"Unable to Control" Means "Complete Helplessness"

The Government Must Condone Persecution or Demonstrate Complete Helplessness To Protect Asylum Applicants From Persecution by Private Actors
 

The procedural history, facts of record, holding and rationale in Lamy Bertrand v. Garland (5th Cir. June 3, 2022) No. 19-60620 are as follows:

 

Case History

The Petitioner applied for admission to the United States.

 

The Petitioner then filed applications for asylum, withholding of removal, and for protection under the Convention Against Torture (CAT).

 

The Immigration Judge denied all requested relief.

 

The Petitioner appealed to the Board of Immigration Appeals (“BIA”).

 

The BIA affirmed the Immigration Judge’s decision and dismissed the Petitioner’s appeal.

 

The Petitioner timely filed a petition for review.

 

The government filed an unopposed motion to remand to the BIA.

 

The Fifth Circuit Court of appeal granted the motion to remand.

 

On remand, the BIA reaffirmed its original decision, denied all forms of relief, and again dismissed the appeal.

 

Again, the Petitioner filed a petition for review.

 

Facts

The Petitioner is a native and citizen of Haiti, who was detained upon applying for admission to the United States in 2016.

To avoid removal from the United States, the Petitioner filed applications for asylum, withholding of removal, and for protection under the Convention Against Torture (CAT).  See sections 208 and 241(b)(3) of the Immigration and Nationality Act, as amended (“the Act”) and the Convention Against Torture and other Forms of Cruel, Inhuman or Degrading Treatment or Punishment (a treaty signed by the United States on October 18, 1988 and ratified by the United States Senate on October 27, 1990).

The Petitioner testified before the Immigration Judge and described several violent attacks allegedly committed against him and his family members in Haiti.

Following an attack against the Petitioner in 2009, the police transported him to the hospital and took his report.

In the aftermath of a second attack in October 2009 at the Petitioner’s home in his absence during which the Petitioner’s sister, his daughter, and another woman were killed, the police and a local judge took a report.  At the time the police and local judge took the report, the Petitioner was told that they would investigate.

During another attack at the Petitioner’s home in December of 2009, he escaped and moved with his mother to the Dominican Republic, where they stayed together for four years.

In August of 2013, the Petitioner obtained a travel visa and moved to Brazil.

Ultimately, in July of 2016, the Petitioner left Brazil for the United States, where he arrived later that year.

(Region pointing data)
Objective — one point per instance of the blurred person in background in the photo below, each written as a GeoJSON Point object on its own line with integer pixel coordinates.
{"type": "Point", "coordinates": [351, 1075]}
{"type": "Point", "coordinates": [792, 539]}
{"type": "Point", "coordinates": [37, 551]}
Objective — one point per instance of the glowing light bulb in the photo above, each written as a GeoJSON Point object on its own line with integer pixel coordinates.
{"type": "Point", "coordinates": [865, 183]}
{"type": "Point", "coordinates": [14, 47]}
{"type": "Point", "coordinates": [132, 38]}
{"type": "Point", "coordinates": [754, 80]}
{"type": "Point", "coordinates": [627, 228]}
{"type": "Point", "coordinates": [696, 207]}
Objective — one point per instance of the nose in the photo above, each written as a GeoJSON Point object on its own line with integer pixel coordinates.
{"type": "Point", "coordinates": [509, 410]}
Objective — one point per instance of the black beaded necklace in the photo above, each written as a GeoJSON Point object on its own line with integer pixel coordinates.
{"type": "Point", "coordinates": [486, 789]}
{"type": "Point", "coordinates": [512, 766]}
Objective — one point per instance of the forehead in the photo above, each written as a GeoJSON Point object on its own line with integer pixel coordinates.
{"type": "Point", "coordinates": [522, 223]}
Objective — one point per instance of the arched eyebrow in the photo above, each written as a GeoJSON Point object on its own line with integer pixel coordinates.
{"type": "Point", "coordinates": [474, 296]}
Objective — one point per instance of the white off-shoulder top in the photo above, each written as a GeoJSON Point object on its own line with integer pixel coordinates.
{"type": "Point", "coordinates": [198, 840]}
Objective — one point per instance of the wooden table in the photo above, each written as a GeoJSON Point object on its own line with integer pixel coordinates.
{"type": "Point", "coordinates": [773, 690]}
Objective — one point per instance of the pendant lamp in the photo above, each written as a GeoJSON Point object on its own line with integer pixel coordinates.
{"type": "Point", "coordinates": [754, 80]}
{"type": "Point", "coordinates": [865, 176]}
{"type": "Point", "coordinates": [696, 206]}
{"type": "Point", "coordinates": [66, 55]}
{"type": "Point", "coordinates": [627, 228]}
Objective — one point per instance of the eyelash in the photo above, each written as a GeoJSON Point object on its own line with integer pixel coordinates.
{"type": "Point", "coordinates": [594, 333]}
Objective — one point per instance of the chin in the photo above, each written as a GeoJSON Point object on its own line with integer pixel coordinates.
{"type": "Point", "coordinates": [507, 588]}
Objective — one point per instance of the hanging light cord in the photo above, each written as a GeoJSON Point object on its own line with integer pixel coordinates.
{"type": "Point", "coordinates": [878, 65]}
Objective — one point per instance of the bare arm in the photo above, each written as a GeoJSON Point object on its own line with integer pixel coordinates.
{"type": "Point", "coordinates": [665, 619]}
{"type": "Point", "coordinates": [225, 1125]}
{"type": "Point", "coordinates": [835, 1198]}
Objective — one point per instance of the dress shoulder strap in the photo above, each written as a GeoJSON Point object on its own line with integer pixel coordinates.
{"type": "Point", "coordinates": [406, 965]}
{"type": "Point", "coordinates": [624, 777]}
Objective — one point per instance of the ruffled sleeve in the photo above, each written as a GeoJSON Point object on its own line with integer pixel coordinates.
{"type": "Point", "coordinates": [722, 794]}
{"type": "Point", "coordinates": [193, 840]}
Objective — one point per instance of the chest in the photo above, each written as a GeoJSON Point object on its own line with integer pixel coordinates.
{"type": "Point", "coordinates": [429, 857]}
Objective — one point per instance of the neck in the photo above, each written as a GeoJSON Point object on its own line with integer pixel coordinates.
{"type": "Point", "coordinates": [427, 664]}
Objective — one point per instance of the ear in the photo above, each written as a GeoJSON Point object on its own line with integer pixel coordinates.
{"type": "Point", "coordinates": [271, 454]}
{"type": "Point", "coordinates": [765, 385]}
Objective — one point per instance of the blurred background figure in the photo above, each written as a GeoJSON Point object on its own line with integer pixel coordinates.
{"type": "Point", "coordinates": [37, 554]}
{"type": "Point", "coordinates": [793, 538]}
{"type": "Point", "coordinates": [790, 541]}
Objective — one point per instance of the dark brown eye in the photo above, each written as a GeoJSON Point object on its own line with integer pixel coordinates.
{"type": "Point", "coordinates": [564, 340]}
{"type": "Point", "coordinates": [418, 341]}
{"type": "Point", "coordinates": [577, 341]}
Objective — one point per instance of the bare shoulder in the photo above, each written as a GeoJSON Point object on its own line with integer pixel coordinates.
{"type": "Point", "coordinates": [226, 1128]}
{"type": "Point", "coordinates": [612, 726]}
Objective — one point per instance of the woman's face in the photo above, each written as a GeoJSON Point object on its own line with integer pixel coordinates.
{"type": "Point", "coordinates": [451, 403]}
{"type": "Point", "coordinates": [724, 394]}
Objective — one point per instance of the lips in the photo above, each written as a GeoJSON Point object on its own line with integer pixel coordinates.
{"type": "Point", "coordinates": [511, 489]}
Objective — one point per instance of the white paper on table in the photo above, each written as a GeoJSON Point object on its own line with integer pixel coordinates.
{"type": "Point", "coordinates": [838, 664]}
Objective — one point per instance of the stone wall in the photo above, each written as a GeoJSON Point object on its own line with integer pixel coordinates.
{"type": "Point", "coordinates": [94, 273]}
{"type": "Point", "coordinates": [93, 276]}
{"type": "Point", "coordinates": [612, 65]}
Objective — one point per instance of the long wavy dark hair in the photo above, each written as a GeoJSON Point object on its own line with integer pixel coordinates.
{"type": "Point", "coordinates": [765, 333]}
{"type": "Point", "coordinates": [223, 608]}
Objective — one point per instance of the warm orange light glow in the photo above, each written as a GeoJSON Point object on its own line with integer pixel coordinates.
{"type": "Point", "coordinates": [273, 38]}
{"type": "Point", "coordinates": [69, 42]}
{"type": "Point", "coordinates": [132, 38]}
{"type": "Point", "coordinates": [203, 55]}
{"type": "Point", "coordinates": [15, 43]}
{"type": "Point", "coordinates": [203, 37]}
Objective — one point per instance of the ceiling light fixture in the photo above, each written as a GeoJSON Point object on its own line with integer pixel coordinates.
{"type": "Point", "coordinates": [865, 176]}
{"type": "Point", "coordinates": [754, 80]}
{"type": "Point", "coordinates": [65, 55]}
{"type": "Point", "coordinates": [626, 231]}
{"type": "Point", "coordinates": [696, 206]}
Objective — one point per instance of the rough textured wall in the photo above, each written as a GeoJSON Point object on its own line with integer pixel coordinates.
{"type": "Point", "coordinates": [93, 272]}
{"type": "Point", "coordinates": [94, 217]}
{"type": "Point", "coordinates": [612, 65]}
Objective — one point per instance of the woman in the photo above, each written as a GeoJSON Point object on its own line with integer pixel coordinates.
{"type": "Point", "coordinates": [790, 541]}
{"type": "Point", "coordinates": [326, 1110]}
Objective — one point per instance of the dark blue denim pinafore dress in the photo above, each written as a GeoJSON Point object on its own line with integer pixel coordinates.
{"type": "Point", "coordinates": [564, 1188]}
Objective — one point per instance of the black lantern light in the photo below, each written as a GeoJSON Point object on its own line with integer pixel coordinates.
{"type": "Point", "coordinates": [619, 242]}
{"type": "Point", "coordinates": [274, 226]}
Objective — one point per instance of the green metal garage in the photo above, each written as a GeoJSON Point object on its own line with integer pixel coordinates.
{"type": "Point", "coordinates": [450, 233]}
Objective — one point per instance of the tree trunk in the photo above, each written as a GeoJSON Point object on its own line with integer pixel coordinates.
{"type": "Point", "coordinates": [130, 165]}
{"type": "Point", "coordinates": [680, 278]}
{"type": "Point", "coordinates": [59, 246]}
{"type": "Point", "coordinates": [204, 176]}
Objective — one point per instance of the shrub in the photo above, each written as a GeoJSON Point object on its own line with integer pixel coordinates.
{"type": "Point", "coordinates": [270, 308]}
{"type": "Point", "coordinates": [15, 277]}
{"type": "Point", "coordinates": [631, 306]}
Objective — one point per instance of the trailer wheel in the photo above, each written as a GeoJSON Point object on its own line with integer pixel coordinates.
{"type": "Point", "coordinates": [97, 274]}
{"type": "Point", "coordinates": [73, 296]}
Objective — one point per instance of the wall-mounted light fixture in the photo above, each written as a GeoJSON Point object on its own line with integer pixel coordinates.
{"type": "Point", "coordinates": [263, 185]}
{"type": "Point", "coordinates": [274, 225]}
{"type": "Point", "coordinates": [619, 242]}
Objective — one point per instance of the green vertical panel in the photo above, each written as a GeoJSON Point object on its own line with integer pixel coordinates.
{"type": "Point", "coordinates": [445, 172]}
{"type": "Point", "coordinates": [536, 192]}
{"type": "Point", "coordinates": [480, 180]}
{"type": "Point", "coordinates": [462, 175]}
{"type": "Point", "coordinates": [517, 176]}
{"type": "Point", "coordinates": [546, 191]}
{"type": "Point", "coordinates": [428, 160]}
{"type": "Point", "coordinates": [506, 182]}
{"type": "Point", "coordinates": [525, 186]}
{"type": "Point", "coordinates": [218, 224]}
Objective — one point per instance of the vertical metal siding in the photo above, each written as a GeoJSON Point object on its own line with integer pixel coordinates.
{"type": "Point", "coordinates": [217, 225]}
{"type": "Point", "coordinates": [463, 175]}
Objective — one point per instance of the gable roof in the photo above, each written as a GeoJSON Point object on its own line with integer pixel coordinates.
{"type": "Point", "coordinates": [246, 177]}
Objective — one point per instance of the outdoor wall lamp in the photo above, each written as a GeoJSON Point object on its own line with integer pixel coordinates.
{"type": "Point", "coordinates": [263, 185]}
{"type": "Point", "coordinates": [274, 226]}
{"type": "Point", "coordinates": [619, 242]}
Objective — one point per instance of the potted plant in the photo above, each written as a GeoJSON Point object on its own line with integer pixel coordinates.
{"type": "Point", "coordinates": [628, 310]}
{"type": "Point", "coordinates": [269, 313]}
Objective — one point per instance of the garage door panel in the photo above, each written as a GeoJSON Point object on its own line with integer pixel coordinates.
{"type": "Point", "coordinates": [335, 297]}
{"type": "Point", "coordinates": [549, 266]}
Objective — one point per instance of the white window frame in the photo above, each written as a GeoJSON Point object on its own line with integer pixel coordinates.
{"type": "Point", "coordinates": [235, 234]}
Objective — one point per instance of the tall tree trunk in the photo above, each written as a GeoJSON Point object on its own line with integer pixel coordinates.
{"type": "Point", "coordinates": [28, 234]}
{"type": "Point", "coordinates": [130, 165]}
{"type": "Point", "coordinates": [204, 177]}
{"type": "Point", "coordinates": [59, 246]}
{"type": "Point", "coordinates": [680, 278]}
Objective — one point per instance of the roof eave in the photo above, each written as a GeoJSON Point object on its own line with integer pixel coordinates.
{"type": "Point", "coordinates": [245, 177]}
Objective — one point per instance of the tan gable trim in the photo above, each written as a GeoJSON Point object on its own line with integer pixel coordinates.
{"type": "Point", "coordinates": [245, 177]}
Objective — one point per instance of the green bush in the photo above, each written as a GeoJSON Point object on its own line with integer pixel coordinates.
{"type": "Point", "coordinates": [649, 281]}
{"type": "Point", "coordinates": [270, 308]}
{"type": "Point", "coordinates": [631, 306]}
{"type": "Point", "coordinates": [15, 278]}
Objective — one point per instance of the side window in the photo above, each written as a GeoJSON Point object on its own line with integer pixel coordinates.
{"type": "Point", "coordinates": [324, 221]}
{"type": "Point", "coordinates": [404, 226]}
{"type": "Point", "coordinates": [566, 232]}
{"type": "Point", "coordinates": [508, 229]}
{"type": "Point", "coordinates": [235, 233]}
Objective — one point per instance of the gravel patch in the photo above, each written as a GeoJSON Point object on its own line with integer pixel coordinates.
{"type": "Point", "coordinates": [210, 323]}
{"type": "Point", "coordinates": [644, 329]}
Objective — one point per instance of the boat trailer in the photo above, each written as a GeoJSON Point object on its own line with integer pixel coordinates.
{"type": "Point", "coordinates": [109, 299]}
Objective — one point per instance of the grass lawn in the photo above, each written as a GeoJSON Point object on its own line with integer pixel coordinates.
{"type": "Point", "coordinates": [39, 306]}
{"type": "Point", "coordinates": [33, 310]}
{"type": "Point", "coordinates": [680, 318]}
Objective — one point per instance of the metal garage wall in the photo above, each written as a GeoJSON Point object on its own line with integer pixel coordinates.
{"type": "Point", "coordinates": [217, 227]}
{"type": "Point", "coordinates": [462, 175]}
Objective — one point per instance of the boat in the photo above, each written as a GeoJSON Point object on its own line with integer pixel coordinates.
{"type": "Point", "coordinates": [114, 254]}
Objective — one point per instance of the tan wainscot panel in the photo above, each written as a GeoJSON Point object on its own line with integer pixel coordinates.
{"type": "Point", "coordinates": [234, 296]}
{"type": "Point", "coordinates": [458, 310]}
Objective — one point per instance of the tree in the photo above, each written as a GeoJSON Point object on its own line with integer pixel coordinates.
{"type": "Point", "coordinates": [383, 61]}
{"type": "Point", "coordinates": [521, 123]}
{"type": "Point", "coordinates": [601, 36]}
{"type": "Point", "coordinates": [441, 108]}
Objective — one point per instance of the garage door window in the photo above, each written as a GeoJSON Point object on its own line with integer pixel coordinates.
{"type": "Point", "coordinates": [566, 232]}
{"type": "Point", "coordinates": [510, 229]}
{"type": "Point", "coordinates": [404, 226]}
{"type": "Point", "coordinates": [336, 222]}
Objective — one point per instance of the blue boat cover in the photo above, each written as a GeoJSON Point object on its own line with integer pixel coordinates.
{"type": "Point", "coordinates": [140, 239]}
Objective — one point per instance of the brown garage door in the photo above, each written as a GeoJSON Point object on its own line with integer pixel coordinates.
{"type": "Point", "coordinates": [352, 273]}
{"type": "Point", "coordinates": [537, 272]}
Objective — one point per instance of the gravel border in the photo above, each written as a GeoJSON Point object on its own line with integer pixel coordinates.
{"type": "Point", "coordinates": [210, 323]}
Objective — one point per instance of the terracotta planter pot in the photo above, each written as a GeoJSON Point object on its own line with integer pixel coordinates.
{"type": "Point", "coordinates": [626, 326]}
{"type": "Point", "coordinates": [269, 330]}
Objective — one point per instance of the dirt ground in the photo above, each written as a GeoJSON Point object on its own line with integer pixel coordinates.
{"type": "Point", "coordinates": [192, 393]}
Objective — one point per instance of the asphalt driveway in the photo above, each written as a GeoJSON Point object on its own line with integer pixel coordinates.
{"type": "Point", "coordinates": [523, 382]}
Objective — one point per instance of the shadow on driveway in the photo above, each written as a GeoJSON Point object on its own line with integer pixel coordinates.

= What is expected =
Quote the case summary word for word between "The BIA affirmed" and "to the BIA.", inclusive.

= Answer to the exercise =
The BIA affirmed the Immigration Judge’s decision and dismissed the Petitioner’s appeal.

 

The Petitioner timely filed a petition for review.

 

The government filed an unopposed motion to remand to the BIA.